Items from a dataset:
⟨

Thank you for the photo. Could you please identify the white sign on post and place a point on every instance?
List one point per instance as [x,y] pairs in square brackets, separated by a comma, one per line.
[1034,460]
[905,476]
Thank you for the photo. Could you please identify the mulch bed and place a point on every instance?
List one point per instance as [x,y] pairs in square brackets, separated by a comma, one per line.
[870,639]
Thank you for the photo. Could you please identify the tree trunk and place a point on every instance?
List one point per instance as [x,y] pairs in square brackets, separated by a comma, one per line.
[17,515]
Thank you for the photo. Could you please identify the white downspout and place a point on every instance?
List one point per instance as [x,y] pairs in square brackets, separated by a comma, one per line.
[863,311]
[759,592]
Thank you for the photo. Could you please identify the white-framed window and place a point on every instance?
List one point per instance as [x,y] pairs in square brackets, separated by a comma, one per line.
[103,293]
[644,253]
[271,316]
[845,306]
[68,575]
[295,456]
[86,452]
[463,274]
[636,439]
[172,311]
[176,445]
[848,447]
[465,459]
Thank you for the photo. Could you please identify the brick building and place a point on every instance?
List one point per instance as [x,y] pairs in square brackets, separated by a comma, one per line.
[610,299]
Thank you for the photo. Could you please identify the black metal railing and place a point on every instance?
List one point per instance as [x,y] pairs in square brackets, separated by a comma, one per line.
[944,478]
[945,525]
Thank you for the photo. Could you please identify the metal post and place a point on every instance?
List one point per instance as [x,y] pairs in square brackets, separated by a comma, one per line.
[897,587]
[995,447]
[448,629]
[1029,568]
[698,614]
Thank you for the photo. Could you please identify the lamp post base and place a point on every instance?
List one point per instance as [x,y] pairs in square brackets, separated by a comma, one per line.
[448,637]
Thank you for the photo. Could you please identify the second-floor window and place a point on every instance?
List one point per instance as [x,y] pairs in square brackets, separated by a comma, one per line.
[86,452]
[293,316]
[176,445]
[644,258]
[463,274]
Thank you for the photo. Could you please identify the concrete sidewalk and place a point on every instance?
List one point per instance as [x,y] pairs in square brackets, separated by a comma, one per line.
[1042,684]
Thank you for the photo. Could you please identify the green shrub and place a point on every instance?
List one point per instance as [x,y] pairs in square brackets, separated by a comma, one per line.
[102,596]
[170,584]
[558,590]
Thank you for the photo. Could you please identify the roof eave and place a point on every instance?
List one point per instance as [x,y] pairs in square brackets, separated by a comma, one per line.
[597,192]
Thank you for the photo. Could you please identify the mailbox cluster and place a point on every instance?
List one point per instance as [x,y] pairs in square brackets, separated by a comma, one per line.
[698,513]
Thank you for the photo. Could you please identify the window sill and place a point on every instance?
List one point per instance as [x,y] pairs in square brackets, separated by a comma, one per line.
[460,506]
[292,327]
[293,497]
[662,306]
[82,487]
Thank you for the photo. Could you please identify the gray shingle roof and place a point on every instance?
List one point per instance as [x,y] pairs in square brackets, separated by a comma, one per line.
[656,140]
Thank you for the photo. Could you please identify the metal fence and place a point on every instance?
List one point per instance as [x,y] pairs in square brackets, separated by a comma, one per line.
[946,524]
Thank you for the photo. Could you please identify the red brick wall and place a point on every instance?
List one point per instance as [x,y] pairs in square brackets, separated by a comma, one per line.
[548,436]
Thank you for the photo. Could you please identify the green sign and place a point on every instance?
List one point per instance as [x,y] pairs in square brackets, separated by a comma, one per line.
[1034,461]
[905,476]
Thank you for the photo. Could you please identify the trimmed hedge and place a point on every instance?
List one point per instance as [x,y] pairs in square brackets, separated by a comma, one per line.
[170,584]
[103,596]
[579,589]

⟩

TASK DESCRIPTION >> Repeat the line containing "Thank you for the photo. Could you please identify the red" and all subsequent lines through the final line of the data, exactly and with no others.

PROBLEM SOLUTION >>
Thank you for the photo. Could you please identify the red brick wall and place a point on every instance?
List one point per instance as [x,y] pairs in square brackets, separated by a comma, one per line.
[548,436]
Thank you for the photo. Could you please identify the green sign and place a point on every instance?
List one point per instance as [x,y] pairs in square brackets, separated by a comma, one per line.
[1034,461]
[905,476]
Thank you for the photo. Could you please identify the trimmed hedge and place a point on every instance?
List one point per instance as [x,y] pairs in square brackets, separated by a comma, one per line.
[170,584]
[103,596]
[579,589]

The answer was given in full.